SUPPLIED RECORDS:
___

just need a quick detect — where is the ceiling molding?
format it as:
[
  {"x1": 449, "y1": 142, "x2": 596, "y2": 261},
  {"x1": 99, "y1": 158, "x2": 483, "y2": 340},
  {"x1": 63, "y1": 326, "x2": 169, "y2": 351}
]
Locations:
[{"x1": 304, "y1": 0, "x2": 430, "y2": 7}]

___

YOUR INSTRUCTIONS:
Taking no liberties, give the material above again in full.

OUTPUT FOR THIS TASK:
just need a quick detect — where is the ceiling molding?
format it as:
[
  {"x1": 449, "y1": 142, "x2": 596, "y2": 261},
  {"x1": 99, "y1": 158, "x2": 483, "y2": 340},
  {"x1": 63, "y1": 326, "x2": 169, "y2": 351}
]
Locations:
[{"x1": 304, "y1": 0, "x2": 430, "y2": 7}]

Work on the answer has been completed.